## 作業指示 A
インボイス制度に関する記事から、「大切なのは、これらの疑問点や不明点等をそのままにしておかず、解消することです。」という語句で始まり「たら良いのかが分かりません。」で終わる部分を書き出してください。その際、「買い手側」を「購入者側」に置き換えてください。

## ページ
╔══

目次
はじめに
消費税のインボイス制度が令和5年10月1日から始まりました。
準備は色々していても、実際に始まってみると、気になる点やわからない事がいくつか出てくることがあります。
大切なのは、これらの疑問点や不明点等をそのままにしておかず、解消することです。
そこで、今回は消費税インボイス制度実施後に気になる点等をご紹介します。
令和5年9月までに適格請求書発行事業者の登録申請をしても、未だに登録通知書が届かない場合
前提
令和5年10月1日から適格請求書発行事業者としての登録を受けようと、
令和5年9月までに適格請求書発行事業者の登録申請をしている事業者も多くいらっしゃいます。
しかし、登録申請後の登録通知の手続き等には多くの時間を要するため、登録申請をした事業者に対して、
現時点でも適格請求書発行事業者の登録通知書が届かない場合もあります。
一方、消費税インボイス制度はすでに始まっているので、このままの状態だと、
売り手側では、買い手側であるお客さんに対して、どのようにインボイスや請求書・領収書等を交付したら良いのかが分からず、
また、
買い手側では、売り手側からどのようにインボイスや請求書・領収書等の交付を受けたら良いのかが分かりません。
そのような場合の対処方法が次のとおりです。
売り手側の対応
次のいずれかの方法によります。
1.事前にインボイスの交付が遅れる旨を先方に伝える。
適格請求書発行事業者の登録通知後に、インボイスを交付する
2.適格請求書発行事業者の登録通知を受けるまでは登録番号のない請求書等を交付する。
↓
登録通知後に改めてインボイスを交付し直す。
3.登録通知後にすでに交付した請求書等との関連性を明らかにした上で、
インボイスに不足する登録番号を書類やメール等でお知らせする。
これらのいずれの方法による場合にも、売り手側は適格請求書発行事業者の登録通知後に買い手側であるお客様への対応が必要になります。
そのため、これらの対応が必要な買い手をもれなく把握しておく必要があります。

╚══

## 与えられたエントリ
╔══

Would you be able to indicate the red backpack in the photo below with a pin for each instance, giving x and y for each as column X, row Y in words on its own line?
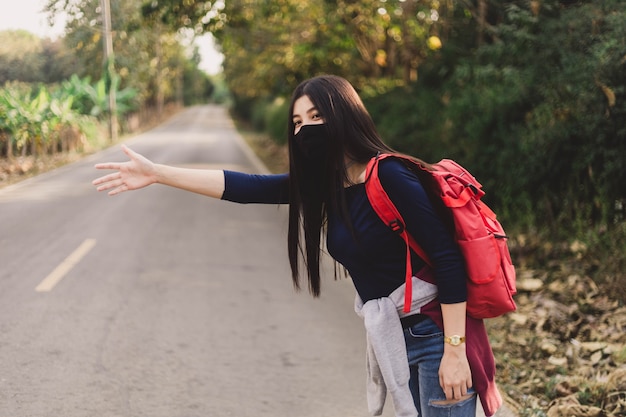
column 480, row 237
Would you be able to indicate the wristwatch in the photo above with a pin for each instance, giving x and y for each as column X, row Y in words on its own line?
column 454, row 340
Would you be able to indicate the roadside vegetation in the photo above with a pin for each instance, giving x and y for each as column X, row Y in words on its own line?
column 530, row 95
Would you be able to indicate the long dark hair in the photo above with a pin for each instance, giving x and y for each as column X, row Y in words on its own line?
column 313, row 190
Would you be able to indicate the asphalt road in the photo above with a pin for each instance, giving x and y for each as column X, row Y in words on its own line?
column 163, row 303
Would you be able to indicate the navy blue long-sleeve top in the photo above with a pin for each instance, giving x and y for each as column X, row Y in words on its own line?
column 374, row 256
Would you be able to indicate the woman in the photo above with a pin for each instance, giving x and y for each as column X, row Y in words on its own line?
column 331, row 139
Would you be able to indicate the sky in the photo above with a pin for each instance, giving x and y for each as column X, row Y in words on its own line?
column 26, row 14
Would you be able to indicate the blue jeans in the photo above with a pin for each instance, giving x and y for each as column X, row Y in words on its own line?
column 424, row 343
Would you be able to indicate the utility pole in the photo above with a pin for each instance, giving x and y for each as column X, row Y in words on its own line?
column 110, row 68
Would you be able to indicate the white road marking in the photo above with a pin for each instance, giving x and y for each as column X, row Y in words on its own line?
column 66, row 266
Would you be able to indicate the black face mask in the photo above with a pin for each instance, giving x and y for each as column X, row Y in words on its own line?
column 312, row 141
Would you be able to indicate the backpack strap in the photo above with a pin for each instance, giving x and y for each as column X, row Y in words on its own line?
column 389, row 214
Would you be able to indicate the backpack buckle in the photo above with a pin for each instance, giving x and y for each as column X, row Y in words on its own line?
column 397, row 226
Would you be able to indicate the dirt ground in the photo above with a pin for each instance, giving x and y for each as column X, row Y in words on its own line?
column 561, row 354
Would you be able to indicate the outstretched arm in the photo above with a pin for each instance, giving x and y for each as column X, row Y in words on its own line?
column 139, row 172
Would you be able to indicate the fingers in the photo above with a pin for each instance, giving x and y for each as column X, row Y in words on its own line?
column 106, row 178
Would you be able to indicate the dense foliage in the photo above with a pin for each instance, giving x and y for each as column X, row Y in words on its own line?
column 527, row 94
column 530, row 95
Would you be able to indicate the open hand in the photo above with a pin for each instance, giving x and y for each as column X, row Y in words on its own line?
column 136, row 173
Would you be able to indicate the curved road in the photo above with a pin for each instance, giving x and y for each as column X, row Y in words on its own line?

╚══

## 作業指示 B
エントリの中で、「Would you be able to indicate the woman」を含む行から始め、「column 424, row 343」を含む行で終えて、各行をそのまま書き写してください。

## 解答 A
大切なのは、これらの疑問点や不明点等をそのままにしておかず、解消することです。
そこで、今回は消費税インボイス制度実施後に気になる点等をご紹介します。
令和5年9月までに適格請求書発行事業者の登録申請をしても、未だに登録通知書が届かない場合
前提
令和5年10月1日から適格請求書発行事業者としての登録を受けようと、
令和5年9月までに適格請求書発行事業者の登録申請をしている事業者も多くいらっしゃいます。
しかし、登録申請後の登録通知の手続き等には多くの時間を要するため、登録申請をした事業者に対して、
現時点でも適格請求書発行事業者の登録通知書が届かない場合もあります。
一方、消費税インボイス制度はすでに始まっているので、このままの状態だと、
売り手側では、購入者側であるお客さんに対して、どのようにインボイスや請求書・領収書等を交付したら良いのかが分からず、
また、
購入者側では、売り手側からどのようにインボイスや請求書・領収書等の交付を受けたら良いのかが分かりません。

## 解答 B
Would you be able to indicate the woman in the photo above with a pin for each instance, giving x and y for each as column X, row Y in words on its own line?
column 331, row 139
Would you be able to indicate the sky in the photo above with a pin for each instance, giving x and y for each as column X, row Y in words on its own line?
column 26, row 14
Would you be able to indicate the blue jeans in the photo above with a pin for each instance, giving x and y for each as column X, row Y in words on its own line?
column 424, row 343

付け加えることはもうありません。